## DIRECTIONS FOR THIS TASK
Extract exactly and only the lines from the one containing "white table skirting" through the end of the entries below. Pictures should not appear in the copy.

# # # #

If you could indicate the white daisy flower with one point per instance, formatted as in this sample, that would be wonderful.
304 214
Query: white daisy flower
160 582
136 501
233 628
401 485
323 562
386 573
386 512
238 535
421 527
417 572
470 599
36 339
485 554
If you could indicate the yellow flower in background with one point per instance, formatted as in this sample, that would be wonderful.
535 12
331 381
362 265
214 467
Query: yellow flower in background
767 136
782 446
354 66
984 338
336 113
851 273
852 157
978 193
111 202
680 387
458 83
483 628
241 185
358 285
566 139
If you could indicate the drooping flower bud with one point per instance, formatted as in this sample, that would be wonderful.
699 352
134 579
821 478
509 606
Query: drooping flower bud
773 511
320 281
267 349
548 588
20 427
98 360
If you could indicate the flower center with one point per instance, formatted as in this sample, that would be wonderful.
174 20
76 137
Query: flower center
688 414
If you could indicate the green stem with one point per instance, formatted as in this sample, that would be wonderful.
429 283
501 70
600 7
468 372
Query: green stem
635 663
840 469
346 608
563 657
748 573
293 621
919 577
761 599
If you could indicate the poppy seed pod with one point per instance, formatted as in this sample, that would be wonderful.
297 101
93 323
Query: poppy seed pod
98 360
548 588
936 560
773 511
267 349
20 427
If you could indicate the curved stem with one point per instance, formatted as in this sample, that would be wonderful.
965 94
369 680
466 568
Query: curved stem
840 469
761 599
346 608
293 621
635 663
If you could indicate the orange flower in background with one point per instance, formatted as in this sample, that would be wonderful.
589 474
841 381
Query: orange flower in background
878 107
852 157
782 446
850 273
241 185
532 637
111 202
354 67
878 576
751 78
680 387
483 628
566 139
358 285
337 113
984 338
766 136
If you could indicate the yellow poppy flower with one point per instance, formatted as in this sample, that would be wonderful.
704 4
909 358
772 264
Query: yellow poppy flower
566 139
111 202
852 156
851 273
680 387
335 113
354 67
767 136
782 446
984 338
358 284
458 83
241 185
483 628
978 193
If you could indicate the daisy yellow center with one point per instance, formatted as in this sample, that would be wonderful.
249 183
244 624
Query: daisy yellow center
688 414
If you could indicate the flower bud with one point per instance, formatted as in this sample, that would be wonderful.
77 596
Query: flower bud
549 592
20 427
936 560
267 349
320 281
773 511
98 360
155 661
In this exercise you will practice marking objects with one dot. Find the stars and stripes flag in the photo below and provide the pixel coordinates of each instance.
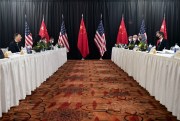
(28, 35)
(63, 39)
(143, 31)
(100, 39)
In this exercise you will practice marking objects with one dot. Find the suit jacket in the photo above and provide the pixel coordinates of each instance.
(1, 54)
(14, 47)
(163, 44)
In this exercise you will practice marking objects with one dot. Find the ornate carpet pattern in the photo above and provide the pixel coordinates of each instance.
(89, 91)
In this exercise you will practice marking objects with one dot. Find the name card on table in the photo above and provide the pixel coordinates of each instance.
(153, 51)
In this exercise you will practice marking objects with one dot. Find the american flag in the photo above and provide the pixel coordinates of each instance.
(63, 39)
(100, 39)
(143, 31)
(28, 36)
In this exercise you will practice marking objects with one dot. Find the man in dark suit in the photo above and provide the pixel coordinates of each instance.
(135, 40)
(1, 54)
(161, 42)
(15, 45)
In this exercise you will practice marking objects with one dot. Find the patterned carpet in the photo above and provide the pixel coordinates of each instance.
(89, 91)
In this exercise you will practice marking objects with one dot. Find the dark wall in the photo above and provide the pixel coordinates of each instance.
(12, 14)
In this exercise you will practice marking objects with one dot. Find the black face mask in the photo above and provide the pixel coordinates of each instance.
(157, 37)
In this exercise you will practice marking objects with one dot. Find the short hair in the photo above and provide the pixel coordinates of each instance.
(162, 34)
(15, 35)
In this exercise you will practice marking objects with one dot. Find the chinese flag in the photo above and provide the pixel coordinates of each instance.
(122, 37)
(163, 28)
(43, 31)
(83, 40)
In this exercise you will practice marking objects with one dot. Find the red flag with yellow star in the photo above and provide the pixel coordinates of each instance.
(83, 40)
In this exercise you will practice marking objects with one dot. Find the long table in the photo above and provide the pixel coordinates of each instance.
(21, 75)
(158, 74)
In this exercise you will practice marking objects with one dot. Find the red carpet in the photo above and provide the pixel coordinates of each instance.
(89, 91)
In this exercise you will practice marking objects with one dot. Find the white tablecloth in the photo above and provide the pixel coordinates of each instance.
(159, 75)
(21, 75)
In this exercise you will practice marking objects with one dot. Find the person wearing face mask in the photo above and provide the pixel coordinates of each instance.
(135, 39)
(1, 54)
(15, 45)
(161, 42)
(130, 38)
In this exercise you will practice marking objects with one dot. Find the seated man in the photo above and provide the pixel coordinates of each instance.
(15, 45)
(130, 38)
(161, 42)
(1, 54)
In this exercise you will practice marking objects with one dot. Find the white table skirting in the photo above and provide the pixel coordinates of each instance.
(21, 75)
(159, 75)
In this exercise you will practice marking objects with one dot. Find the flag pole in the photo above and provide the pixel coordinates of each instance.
(43, 17)
(62, 16)
(82, 57)
(101, 55)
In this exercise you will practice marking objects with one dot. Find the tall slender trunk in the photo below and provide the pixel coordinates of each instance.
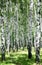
(38, 32)
(30, 29)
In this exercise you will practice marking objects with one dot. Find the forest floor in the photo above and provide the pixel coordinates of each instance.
(20, 58)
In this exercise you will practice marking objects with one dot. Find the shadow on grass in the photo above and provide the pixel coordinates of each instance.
(20, 59)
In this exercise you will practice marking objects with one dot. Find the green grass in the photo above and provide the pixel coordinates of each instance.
(20, 58)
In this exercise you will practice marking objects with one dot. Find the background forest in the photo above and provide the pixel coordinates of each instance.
(21, 31)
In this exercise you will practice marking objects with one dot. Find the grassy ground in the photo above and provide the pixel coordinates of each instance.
(20, 58)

# # # #

## EXERCISE RESPONSE
In this exercise you will practice marking objects with one dot. Find the white table skirting in the photo above and provide the pixel coordinates of each instance.
(21, 75)
(159, 75)
In this exercise you will practice marking objects with one dot. Find the flag pole in the photo above and provide the pixel coordinates of each instance.
(43, 17)
(62, 16)
(82, 57)
(101, 55)
In this exercise you will practice marking objects with one dot. Find the tall slender trunk in the photo below and provide the pixel coordinates of each instance.
(38, 32)
(30, 29)
In this exercise you will practice marking objects with one dot. Find the forest floor in the photo above and provide the pixel coordinates of each instance.
(20, 58)
In this exercise you will practice marking objects with one dot. Find the shadow on grass in the photo above and provide the pixel coordinates of each instance.
(20, 59)
In this exercise you will practice marking objects with one dot. Find the green grass in the photo above and provide the pixel coordinates of each instance.
(20, 58)
In this exercise you will practice marking objects with one dot. Find the background forest in the photo above and provide the pixel coordinates of each instance.
(21, 31)
In this exercise you will practice marking objects with one dot. Find the grassy ground in the photo above and provide the pixel coordinates of each instance.
(20, 58)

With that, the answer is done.